### EXCERPT TO READ
☆ ☆ ☆ ☆ ☆
The WHO’s European director Hans Kluge revealed the staggering figure at a press conference today where he labelled the deaths an ‘unimaginable human tragedy’.
Kluge said even ‘frail’ older people have a ‘good chance of recovery if they are well-cared for’ but warned that staff were lacking equipment and were often ‘overstretched and underpaid’.
Nursing home deaths are often missed out of official statistics because a shortage of tests means that residents were not confirmed to have the virus before they died.
Many countries have banned people from visiting nursing homes, a measure which has made the deaths of elderly relatives even more painful for many.
Kluge, the WHO director, said today that many people living in care homes were ‘particularly vulnerable to this virus’, which is generally more dangerous to older people.
‘According to estimates from countries in the European region, up to half of those who have died from Covid-19 were resident in long-term care facilities,’ he said.
‘This is an unimaginable human tragedy. ‘To the many who are experiencing this loss, my thoughts are with you.’
Kluge said people with disabilities including dementia can be more vulnerable because they may have difficulty following health advice.
‘Many today are prevented from receiving visits from family and friends. No longer getting the emotional and physical support that such visits provide. Sometimes residents face the threat of abuse and neglect,’ he said.
‘And yet equally troubling – the way that such care facilities operate, how residents receive care – is providing pathways for the virus to spread.
‘Even among very old people who are frail and live with multiple chronic conditions – many have a good chance of recovery if they are well-cared for.’
Kluge said the pandemic had ‘shone a spotlight’ on ‘overlooked and undervalued corners of our society’, saying care had often been ‘notoriously neglected’.
☆ ☆ ☆ ☆ ☆
### QUESTIONS
1. According to the nursing home report, what share of Covid-19 deaths in the European region were among residents of long-term care facilities, based on country estimates?
2. Reproduce the part of the nursing home report that begins at the words "Many countries have" and stops after "to older people.".
3. List every phrase set in quotation marks in the last sentence of the nursing home report, the one beginning "Kluge said the pandemic".
☆ ☆ ☆ ☆ ☆
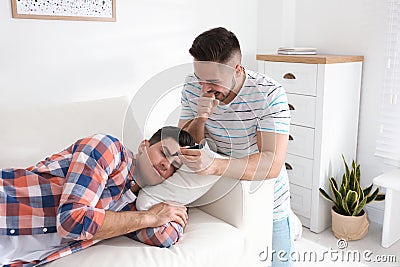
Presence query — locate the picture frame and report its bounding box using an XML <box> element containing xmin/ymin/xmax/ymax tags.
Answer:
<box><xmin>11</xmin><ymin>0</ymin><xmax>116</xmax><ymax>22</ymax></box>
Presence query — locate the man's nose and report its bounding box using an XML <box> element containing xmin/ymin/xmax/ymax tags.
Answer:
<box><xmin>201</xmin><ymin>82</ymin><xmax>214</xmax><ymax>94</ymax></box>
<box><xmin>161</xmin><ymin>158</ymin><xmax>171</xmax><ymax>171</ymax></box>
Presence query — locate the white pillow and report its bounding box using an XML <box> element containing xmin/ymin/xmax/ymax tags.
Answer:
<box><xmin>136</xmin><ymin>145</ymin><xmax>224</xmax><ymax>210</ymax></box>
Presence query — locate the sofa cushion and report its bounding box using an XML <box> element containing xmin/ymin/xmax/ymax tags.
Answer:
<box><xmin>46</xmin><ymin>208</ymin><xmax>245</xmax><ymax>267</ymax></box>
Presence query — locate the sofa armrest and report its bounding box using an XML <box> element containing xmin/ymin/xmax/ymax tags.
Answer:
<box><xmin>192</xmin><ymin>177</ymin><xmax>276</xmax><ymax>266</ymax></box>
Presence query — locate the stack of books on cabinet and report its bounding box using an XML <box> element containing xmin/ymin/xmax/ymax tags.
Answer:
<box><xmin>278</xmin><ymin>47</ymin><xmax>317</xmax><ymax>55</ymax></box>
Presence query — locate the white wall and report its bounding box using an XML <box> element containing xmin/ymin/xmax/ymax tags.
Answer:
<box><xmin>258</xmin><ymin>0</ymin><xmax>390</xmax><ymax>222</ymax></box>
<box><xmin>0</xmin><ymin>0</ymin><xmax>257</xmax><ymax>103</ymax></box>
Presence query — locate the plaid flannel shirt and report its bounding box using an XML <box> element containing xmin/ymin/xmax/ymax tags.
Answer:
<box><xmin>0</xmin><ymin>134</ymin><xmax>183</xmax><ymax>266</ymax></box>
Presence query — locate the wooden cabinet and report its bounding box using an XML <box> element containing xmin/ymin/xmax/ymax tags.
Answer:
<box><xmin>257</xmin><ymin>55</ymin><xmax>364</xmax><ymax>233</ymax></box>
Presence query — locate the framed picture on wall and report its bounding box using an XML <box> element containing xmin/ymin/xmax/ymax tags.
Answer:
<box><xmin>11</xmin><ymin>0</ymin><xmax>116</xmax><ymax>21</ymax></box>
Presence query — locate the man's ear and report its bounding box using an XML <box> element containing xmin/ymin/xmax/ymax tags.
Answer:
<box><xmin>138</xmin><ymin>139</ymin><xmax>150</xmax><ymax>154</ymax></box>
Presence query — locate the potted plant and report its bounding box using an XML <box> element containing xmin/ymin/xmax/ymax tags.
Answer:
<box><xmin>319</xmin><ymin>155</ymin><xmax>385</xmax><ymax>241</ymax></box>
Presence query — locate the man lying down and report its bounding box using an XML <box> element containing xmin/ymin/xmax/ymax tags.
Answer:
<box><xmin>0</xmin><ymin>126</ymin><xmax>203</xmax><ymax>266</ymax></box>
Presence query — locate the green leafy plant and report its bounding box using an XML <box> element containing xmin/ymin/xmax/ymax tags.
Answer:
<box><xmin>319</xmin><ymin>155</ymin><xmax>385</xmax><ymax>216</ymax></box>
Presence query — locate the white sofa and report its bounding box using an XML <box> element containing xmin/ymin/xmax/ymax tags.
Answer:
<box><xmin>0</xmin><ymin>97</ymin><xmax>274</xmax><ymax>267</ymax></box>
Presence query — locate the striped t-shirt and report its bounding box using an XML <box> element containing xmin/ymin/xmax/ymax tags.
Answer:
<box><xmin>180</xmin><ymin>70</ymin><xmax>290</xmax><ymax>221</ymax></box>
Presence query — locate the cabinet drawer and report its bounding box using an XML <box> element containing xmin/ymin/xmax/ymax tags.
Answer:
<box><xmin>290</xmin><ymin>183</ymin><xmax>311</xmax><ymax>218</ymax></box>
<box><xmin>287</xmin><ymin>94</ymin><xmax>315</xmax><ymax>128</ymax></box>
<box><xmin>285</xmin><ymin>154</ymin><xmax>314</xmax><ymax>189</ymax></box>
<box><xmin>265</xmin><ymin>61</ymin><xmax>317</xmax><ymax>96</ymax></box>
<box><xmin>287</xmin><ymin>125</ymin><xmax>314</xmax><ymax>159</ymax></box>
☆ ☆ ☆ ☆ ☆
### TASK RESULTS
1. Up to half.

2.
Many countries have banned people from visiting nursing homes, a measure which has made the deaths of elderly relatives even more painful for many.
Kluge, the WHO director, said today that many people living in care homes were ‘particularly vulnerable to this virus’, which is generally more dangerous to older people.

3.
- shone a spotlight
- overlooked and undervalued corners of our society
- notoriously neglected